Kaynak alıntısı:

★ ★ ★

Ayet-i Kerime Peygamberimizin, Allah'ın razı olacağı davranışlarda bulunmak isteyenler için canlı bir örnek ve büyük fazilet numunesi olduğu anlatılmaktadır. Peygamberimiz, Peygamber olarak insanları davete başladığı zaman, onu duyan komşu ülkelerin başkanları , karşılaştıkları her Mekke'liden Peygamberimiz hakkında bilgi alıyorlar, daha çok ahlâkının nasıl olduğunu soruyorlardı. İşte Mekke ileri gelenlerinden Ebû Süfyan müslüman olmadan önce ticaret amacı ile Şam'a gittiği zaman Bizans imparatoru onu huzuruna çağırmış ve Peygamberimizle ilgili kendisine bazı sorular sormuştu. Bu sorulardan birisi de şöyle idi. Peygamberlik iddiasında bulunan bu zatın daha önce hiç yalan söylediğini duydunuz mu? Ebû Süfyan: “Asla, yalan söylediğini duymadık” diye , cevap verdi. Bunun üzerine İmparator:

– Size, Peygamberlik iddiasında bulunan bu zatın evvelce hiç yalan söyleyip söylemediğini sordum, Onun hiç yalan söylemediğini ifade ettiniz. Şayet bu zat Allah hakkında yalan söylemiş olsa daha evvel insanlara yalan söylemesi gerekirdi, dedi.(Buhari, Bedü'l-Vahiy, 1)

Peygamberimize göre ahlâk herşeydi. O, ahlâka o kadar önem verirdi ki, dinin ne olduğunu soranlara, dinin güzel ahlâktan ibaret olduğunu söylerdi. Hatta ahlâkı güzel olmayanın; konuştuğu zaman yalan söyleyenin, söz verdiği zaman sözünde durmayanın, emanete hıyanet edenin -diğer dinî vecibelerini yerine getirmiş olsa bile- olgun mümin olamayacağını söylerdi.

★ ★ ★

[Ham kayıtlar]
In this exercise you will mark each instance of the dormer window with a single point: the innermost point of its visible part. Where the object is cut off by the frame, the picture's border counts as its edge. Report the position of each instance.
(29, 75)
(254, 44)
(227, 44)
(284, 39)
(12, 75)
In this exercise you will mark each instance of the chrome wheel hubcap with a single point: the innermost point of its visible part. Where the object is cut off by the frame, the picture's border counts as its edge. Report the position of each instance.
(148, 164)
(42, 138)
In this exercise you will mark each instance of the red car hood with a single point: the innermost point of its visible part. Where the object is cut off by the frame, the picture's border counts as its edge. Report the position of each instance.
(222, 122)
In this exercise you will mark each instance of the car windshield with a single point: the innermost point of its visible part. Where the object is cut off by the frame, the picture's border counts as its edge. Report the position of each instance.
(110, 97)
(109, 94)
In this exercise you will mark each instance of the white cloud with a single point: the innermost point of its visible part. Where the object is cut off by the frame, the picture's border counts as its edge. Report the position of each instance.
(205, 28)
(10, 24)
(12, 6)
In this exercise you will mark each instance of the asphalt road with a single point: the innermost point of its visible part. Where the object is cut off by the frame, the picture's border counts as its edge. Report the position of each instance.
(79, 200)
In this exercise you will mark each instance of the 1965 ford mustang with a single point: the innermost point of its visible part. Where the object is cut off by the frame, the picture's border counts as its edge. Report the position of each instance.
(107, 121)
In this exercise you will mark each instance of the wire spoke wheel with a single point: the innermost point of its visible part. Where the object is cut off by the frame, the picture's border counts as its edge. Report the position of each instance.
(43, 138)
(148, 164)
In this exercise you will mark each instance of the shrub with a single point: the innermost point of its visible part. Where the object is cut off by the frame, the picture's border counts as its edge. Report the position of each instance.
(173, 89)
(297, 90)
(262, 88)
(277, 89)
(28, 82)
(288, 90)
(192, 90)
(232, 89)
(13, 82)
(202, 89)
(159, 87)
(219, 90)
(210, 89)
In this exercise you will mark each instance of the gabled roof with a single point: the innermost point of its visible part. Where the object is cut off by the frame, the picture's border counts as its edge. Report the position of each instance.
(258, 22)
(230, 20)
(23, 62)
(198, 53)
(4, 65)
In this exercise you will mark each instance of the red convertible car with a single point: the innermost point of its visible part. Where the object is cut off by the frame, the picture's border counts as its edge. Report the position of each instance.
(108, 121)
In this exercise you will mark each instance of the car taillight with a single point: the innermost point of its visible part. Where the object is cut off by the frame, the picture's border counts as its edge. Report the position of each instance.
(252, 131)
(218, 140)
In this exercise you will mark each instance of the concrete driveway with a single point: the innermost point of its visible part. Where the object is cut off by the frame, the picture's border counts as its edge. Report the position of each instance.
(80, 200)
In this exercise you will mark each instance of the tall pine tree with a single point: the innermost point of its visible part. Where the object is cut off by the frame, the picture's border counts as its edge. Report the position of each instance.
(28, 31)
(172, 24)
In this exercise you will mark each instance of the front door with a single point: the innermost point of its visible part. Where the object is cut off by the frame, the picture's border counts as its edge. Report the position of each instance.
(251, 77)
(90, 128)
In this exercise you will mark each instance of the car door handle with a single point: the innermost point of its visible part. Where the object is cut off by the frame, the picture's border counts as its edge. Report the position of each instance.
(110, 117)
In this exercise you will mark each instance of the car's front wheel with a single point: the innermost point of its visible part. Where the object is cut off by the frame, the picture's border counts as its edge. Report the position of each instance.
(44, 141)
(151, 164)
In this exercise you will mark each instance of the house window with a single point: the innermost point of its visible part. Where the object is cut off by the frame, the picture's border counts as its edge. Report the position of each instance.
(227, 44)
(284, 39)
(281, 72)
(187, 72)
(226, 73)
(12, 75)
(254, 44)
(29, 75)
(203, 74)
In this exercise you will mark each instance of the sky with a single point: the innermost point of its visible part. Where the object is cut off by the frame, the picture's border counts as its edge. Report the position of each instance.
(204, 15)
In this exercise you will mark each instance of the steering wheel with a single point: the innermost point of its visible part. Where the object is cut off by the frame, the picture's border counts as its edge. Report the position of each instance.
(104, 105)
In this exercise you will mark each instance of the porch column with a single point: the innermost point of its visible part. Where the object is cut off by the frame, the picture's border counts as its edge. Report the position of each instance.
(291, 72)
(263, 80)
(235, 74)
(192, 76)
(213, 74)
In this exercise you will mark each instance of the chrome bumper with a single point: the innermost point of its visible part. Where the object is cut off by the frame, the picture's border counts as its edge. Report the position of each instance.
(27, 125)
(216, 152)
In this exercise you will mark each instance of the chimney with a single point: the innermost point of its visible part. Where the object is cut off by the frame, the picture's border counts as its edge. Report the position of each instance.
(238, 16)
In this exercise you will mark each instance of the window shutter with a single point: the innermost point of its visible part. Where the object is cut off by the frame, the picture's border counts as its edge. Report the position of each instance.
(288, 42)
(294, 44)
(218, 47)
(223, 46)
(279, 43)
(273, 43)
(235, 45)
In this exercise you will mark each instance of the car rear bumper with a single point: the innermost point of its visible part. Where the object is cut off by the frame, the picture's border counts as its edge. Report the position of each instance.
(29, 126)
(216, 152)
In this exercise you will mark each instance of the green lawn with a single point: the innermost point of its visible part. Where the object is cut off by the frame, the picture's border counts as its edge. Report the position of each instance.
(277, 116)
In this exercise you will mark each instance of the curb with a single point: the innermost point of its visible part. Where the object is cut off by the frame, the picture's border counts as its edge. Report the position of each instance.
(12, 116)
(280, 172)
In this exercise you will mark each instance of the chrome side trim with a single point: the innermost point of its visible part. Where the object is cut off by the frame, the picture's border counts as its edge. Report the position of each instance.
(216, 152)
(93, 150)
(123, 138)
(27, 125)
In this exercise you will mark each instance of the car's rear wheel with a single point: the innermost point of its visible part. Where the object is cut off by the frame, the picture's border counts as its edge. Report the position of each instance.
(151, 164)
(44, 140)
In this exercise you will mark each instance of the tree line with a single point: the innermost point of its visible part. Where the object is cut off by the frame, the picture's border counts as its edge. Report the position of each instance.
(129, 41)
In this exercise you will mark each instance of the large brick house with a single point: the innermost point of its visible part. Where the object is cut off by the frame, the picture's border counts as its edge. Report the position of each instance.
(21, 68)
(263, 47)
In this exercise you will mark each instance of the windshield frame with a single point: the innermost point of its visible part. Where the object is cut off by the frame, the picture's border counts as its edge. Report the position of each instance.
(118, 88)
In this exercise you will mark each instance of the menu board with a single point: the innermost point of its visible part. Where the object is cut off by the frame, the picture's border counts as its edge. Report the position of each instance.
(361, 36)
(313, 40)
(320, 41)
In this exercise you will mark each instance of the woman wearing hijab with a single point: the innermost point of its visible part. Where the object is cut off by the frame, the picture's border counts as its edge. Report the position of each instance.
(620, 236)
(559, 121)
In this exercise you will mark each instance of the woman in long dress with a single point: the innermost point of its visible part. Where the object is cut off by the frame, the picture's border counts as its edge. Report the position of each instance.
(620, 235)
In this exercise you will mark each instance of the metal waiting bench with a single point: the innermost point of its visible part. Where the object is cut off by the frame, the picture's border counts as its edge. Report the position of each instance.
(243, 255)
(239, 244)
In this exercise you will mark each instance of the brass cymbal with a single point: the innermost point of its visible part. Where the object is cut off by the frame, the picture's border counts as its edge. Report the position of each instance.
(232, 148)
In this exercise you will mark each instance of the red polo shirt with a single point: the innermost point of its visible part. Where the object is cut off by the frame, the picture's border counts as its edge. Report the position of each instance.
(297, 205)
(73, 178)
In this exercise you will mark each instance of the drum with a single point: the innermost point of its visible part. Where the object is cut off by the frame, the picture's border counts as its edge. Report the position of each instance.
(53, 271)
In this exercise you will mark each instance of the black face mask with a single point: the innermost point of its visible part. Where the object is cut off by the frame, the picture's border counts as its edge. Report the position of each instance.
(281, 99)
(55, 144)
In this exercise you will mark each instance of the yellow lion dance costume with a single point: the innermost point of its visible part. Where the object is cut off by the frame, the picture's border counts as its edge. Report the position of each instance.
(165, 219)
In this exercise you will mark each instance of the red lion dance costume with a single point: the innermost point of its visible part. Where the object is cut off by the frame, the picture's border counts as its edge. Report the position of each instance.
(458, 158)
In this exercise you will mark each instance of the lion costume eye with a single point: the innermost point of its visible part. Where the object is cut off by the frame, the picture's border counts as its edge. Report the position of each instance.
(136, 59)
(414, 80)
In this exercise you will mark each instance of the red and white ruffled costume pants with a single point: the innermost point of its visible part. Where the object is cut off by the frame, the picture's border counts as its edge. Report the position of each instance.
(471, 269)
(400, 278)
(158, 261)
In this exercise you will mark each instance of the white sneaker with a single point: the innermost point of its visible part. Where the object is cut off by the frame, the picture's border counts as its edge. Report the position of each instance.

★ ★ ★

Belirtilen hedef A: Peygamberimizin ahlâkını anlatan metne göre, diğer dinî vecibelerini yerine getirse bile olgun mümin olamayacak kişileri sırala.
Belirtilen hedef B: Peygamberimizin ahlâkını anlatan metni son cümlesinden sonra kaldığı yerden sürdür.

Cevap A:
- Ahlâkı güzel olmayan
- Konuştuğu zaman yalan söyleyen
- Söz verdiği zaman sözünde durmayan
- Emanete hıyanet eden

Cevap B:
Onun hayatını inceleyenler, onun ne yüksek bir ahlâka sahip olduğunu göreceklerdir. 0, kim olursa olsun, herkese iyi muamele eder, kimseyi incitmez, ayıplamaz ve kırmazdı. Ebû Saîd el Hudrî (r.a.) anlatıyor. "Birgün Bedevilerden biri Peygamberimizden alacağını tahsil etmeye gelmişti. Edep ve terbiye ölçülerini aşarak Peygamberimize kaba ve sert sözler söyledi. Ashab-ı kiram bedevînin bu hareketine kızarak Sen kiminle konuştuğunu biliyor musun? dediler. Bedevî hiç aldırmadı: Ben hakkımı istemeye geldim, dedi. Bunun üzerine Peygamberimiz Ashab'a Siz onun tarafından olacaktınız. Çünkü bu adam hakkını istiyor, buyurdu.(
İbn Mace, Sadakat, 17.)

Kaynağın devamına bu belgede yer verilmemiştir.